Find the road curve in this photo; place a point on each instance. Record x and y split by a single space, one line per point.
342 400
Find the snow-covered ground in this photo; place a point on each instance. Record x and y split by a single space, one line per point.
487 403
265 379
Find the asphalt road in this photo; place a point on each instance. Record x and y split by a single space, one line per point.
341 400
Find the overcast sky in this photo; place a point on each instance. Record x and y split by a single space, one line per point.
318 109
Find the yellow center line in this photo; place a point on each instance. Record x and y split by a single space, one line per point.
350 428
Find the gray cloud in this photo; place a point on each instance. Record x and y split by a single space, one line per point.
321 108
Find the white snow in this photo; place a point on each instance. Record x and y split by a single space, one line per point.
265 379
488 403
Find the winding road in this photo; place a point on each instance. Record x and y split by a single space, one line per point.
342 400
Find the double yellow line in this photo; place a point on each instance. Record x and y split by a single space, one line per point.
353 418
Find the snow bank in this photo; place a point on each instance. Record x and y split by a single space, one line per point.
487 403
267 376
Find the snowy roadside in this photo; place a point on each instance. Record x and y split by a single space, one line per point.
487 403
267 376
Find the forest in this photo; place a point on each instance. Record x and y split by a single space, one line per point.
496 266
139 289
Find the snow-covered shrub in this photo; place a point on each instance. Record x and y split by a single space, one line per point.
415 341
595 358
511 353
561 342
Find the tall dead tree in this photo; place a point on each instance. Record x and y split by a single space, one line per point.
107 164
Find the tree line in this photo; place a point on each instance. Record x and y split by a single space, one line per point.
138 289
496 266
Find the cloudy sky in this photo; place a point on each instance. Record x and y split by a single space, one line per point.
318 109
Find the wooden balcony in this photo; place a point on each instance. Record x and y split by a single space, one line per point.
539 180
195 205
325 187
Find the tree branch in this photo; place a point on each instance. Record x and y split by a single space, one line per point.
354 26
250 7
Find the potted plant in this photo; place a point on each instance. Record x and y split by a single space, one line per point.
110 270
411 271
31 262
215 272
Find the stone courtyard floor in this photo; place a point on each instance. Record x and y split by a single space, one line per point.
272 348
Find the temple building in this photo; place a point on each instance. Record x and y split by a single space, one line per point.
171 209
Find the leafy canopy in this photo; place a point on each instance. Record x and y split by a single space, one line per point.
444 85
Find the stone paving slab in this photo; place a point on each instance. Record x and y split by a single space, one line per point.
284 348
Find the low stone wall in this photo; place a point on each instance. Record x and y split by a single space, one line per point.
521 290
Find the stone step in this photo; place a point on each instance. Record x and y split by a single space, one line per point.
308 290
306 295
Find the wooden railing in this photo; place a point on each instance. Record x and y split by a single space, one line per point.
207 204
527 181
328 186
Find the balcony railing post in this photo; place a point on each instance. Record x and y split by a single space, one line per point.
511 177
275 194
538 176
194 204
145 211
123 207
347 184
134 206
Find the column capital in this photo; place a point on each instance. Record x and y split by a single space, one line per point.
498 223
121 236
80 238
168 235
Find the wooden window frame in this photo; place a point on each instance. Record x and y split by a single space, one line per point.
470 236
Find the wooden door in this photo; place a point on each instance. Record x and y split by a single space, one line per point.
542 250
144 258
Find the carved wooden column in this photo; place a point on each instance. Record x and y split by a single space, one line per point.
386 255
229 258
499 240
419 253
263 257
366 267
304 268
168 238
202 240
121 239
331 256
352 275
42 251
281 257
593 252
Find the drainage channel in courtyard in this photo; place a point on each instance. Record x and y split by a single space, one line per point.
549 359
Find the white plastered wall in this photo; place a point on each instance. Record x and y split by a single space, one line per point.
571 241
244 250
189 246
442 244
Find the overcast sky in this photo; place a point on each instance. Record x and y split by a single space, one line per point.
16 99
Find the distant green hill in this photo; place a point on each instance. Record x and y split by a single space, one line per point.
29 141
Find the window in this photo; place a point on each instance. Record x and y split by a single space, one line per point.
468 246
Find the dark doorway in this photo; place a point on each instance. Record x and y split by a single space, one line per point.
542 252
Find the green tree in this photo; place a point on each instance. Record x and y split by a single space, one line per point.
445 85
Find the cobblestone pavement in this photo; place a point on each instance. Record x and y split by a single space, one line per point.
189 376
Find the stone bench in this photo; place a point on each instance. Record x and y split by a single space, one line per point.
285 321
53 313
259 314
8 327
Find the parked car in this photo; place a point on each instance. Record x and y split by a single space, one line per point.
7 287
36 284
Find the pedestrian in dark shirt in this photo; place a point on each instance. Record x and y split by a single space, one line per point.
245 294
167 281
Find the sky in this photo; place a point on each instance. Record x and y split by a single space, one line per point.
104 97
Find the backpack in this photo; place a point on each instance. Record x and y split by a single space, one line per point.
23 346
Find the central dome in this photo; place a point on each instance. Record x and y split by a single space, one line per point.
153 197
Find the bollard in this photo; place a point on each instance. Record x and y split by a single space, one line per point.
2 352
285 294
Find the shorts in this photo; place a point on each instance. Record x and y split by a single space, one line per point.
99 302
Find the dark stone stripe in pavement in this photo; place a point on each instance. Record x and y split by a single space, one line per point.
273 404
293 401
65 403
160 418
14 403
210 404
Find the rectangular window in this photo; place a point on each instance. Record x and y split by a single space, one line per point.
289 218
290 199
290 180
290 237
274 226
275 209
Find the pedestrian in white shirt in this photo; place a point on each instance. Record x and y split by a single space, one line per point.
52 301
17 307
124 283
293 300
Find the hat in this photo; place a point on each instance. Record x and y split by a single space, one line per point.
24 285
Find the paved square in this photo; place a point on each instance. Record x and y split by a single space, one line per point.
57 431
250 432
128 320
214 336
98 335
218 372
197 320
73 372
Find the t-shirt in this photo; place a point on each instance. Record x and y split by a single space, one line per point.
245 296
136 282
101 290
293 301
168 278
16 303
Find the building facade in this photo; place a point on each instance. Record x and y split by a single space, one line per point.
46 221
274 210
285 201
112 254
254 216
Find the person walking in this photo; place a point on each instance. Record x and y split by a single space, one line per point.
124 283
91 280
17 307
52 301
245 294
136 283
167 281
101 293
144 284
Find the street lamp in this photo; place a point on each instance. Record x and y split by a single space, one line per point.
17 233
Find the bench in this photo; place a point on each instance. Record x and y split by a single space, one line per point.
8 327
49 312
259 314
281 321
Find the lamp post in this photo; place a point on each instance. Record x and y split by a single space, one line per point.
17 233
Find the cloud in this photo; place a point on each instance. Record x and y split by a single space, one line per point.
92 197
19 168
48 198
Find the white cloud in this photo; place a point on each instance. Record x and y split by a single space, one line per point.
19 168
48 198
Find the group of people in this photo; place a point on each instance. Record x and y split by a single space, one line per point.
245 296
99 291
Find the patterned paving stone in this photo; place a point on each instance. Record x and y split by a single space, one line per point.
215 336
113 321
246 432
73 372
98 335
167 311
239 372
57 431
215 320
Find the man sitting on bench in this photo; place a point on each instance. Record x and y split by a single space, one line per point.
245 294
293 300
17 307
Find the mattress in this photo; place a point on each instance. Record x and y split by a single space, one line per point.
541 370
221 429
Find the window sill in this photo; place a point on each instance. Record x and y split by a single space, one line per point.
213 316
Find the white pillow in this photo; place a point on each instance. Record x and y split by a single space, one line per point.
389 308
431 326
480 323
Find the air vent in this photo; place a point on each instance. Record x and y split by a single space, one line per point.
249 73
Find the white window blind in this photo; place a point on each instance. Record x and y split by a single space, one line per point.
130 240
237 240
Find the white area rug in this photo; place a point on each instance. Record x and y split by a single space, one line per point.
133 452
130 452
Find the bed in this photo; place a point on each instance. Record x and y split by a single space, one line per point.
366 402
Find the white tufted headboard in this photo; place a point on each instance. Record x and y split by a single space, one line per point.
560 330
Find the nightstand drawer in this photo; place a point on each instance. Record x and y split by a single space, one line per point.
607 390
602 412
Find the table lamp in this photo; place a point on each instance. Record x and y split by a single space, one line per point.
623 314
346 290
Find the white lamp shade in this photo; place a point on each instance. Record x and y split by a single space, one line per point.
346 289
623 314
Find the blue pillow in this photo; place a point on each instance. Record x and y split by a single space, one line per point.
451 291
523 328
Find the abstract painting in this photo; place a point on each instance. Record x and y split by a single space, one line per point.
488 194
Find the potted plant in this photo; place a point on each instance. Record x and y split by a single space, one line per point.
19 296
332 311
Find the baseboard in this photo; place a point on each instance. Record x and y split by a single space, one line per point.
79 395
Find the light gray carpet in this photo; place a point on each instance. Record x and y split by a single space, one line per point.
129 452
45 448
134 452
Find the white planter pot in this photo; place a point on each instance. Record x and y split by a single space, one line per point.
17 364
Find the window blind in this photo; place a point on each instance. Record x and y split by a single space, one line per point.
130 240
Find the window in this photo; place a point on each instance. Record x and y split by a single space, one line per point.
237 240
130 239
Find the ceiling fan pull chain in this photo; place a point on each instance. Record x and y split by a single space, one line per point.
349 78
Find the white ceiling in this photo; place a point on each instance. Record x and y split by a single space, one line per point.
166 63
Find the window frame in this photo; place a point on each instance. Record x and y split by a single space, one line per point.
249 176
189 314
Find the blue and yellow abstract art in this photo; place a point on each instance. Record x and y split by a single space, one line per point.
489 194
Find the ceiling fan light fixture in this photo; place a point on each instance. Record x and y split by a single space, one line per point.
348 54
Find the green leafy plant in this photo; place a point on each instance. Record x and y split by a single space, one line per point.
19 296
+-------+
# What the task asks
Using the records above, please repeat the line with "Find the white ceiling" and every line after it exactly, and give no other text.

# Solution for this exercise
Find the white ceiling in this photo; place a point on each instance. Record x and y split by a single space, one line per point.
166 63
Find the window frame in this photo; place a point on each instance. Record x and y split by a single space, one line per point.
249 176
189 314
Find the blue and yellow abstract art in this photo; place a point on each instance. Record x and y split by a single space, one line per point.
489 194
Find the ceiling fan light fixture in this photo; place a point on each instance. Record x and y split by a single space, one line per point.
348 54
Find the green leafy plant in this photo; place a point on each instance. Record x and y split by a single space, one line per point.
19 296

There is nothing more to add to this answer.